» Records provided:
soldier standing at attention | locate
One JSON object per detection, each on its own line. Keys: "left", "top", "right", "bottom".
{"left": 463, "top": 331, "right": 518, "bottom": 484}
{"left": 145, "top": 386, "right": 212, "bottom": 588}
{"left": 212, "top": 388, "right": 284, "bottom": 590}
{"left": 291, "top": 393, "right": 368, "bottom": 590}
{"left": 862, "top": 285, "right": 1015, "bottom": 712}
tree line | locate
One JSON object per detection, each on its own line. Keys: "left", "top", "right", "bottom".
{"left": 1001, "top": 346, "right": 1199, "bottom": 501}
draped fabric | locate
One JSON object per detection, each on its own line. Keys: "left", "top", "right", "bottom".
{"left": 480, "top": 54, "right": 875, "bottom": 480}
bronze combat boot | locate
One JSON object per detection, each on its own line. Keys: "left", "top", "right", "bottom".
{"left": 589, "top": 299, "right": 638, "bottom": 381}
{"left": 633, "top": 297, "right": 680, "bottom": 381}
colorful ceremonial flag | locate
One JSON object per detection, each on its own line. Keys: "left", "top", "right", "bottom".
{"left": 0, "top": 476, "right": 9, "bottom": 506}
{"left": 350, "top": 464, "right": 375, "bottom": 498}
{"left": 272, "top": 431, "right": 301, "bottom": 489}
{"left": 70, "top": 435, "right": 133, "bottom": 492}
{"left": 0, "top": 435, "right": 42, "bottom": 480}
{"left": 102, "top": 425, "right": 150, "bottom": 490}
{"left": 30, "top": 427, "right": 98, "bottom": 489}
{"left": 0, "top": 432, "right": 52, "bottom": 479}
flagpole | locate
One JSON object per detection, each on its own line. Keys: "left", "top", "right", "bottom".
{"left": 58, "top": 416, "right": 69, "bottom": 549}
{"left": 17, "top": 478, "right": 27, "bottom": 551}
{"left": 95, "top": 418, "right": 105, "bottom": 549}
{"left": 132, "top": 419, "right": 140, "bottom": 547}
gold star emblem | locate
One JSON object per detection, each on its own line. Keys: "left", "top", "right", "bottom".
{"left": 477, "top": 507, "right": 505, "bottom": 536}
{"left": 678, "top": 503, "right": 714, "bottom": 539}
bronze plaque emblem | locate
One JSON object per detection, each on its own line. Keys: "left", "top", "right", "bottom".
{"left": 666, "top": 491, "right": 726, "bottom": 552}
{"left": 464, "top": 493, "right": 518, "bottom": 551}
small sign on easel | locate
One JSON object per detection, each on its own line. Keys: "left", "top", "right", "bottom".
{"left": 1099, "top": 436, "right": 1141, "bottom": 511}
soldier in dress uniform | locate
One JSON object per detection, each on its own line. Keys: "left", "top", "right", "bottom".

» Aim of the exercise: Repeat the material above exactly.

» Answer to this exercise:
soldier standing at attention | locate
One JSON object per detection, each on its own line. Keys: "left", "top", "right", "bottom".
{"left": 463, "top": 331, "right": 518, "bottom": 484}
{"left": 145, "top": 386, "right": 212, "bottom": 588}
{"left": 212, "top": 388, "right": 284, "bottom": 590}
{"left": 291, "top": 393, "right": 368, "bottom": 590}
{"left": 862, "top": 285, "right": 1015, "bottom": 712}
tree line | locate
One JSON object per detection, each on its own line. Keys: "left", "top", "right", "bottom".
{"left": 1001, "top": 346, "right": 1199, "bottom": 501}
draped fabric | locate
One JSON object per detection, each on its own line. Keys: "left", "top", "right", "bottom".
{"left": 480, "top": 54, "right": 875, "bottom": 480}
bronze combat boot | locate
One JSON object per detection, each on its own line. Keys: "left", "top", "right", "bottom".
{"left": 589, "top": 299, "right": 638, "bottom": 381}
{"left": 633, "top": 297, "right": 680, "bottom": 381}
colorful ceremonial flag | locate
One JSON object per detection, each on its own line. Keys: "left", "top", "right", "bottom".
{"left": 0, "top": 476, "right": 9, "bottom": 506}
{"left": 350, "top": 464, "right": 375, "bottom": 498}
{"left": 272, "top": 431, "right": 301, "bottom": 489}
{"left": 70, "top": 435, "right": 133, "bottom": 492}
{"left": 0, "top": 435, "right": 42, "bottom": 480}
{"left": 102, "top": 425, "right": 150, "bottom": 490}
{"left": 30, "top": 427, "right": 98, "bottom": 489}
{"left": 0, "top": 432, "right": 52, "bottom": 479}
flagpole | locate
One JSON object per detection, each on its own line. Keys: "left", "top", "right", "bottom".
{"left": 58, "top": 416, "right": 69, "bottom": 549}
{"left": 17, "top": 478, "right": 27, "bottom": 551}
{"left": 95, "top": 418, "right": 105, "bottom": 549}
{"left": 132, "top": 419, "right": 140, "bottom": 547}
gold star emblem | locate
One JSON object per detection, each on its own line. Keys: "left", "top", "right", "bottom".
{"left": 477, "top": 507, "right": 505, "bottom": 536}
{"left": 678, "top": 503, "right": 714, "bottom": 539}
bronze plaque emblem | locate
One JSON object per detection, each on its own line. Keys: "left", "top", "right", "bottom".
{"left": 666, "top": 491, "right": 726, "bottom": 552}
{"left": 464, "top": 493, "right": 518, "bottom": 551}
small sign on easel | locate
One JSON object per detection, each on its own line. Keys: "left", "top", "right", "bottom".
{"left": 1099, "top": 436, "right": 1141, "bottom": 511}
soldier in dress uniform | locate
One JSON object per detection, each on its own line. Keys: "left", "top", "right", "bottom".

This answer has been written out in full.